(Point labeling dataset excerpts)
---
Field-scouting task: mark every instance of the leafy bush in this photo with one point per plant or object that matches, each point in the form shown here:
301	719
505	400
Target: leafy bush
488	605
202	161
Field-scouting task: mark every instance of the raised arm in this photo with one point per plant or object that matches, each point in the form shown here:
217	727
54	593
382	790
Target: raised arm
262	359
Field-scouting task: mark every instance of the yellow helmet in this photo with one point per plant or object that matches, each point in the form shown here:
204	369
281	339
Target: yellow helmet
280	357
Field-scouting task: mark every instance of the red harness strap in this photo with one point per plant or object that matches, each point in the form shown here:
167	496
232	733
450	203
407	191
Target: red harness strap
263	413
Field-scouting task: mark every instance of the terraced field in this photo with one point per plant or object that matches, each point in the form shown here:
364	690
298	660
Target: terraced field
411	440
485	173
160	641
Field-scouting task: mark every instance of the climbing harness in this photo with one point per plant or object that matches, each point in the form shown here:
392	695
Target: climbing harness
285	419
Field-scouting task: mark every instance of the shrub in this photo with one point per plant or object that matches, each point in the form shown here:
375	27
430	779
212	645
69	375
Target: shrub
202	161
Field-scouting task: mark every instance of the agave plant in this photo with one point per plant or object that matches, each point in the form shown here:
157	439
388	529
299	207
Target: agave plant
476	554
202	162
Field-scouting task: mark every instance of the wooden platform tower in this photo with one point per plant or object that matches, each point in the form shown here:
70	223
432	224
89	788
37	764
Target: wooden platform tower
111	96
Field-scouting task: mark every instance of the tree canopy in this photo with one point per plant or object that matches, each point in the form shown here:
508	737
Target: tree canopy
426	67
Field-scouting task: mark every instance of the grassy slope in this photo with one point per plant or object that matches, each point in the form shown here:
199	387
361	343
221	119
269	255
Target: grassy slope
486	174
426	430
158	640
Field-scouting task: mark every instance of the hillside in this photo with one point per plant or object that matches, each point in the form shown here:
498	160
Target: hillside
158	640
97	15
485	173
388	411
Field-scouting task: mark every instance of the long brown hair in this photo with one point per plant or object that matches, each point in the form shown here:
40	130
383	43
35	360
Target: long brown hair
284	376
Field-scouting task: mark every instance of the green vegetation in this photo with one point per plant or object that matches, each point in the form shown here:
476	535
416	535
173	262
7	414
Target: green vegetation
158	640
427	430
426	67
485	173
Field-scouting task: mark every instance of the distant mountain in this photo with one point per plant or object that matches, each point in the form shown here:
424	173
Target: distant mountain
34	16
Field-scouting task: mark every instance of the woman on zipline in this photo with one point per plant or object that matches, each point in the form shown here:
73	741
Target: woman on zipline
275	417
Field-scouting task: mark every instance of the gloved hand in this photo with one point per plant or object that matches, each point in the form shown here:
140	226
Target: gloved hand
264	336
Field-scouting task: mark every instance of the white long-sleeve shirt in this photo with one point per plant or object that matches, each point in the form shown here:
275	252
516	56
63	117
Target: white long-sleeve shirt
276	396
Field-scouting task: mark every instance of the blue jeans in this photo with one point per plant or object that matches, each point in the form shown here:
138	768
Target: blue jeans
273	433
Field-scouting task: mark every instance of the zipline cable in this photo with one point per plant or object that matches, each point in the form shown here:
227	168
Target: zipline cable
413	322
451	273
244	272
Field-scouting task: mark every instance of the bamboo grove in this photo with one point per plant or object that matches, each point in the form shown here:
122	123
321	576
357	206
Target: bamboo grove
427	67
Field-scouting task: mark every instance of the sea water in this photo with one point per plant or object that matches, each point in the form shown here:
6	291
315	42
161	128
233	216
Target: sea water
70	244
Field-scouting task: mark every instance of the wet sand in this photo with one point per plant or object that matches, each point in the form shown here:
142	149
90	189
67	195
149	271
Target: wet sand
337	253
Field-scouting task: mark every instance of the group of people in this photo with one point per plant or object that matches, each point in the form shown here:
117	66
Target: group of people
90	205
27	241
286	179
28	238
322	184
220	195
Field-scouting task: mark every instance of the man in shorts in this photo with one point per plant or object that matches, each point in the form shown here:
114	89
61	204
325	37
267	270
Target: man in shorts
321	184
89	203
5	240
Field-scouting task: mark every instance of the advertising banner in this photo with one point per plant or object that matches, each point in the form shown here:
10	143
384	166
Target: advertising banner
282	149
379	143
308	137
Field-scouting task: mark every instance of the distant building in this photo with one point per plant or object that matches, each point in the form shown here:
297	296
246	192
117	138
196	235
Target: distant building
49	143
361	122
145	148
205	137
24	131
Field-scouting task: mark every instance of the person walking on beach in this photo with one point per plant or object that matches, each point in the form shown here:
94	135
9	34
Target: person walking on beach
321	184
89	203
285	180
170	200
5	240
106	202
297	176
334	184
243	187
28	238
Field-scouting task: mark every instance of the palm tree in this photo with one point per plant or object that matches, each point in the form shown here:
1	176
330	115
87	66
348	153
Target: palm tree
---
Output only the lines running from the line with "Field-scouting task: mark every instance of the distant building" through the final line of the data, inclusive.

Field-scouting task: mark every instance of the distant building in this photo with one point per plant or object that matches, each point in the form shown here:
297	296
246	192
117	138
196	235
Target: distant building
49	143
361	122
145	148
205	137
24	131
Field-scouting task: mark every instance of the person walking on beach in this photo with one point per plant or object that matches, each point in the form shown here:
94	135
9	34
Target: person walking on beach
321	184
89	203
285	180
170	200
5	240
106	202
297	176
334	184
243	187
28	238
Field-scouting task: mark every instance of the palm tree in this photo with one point per plant or object that matches, each point in the form shown here:
1	176
330	115
87	66
348	153
Target: palm tree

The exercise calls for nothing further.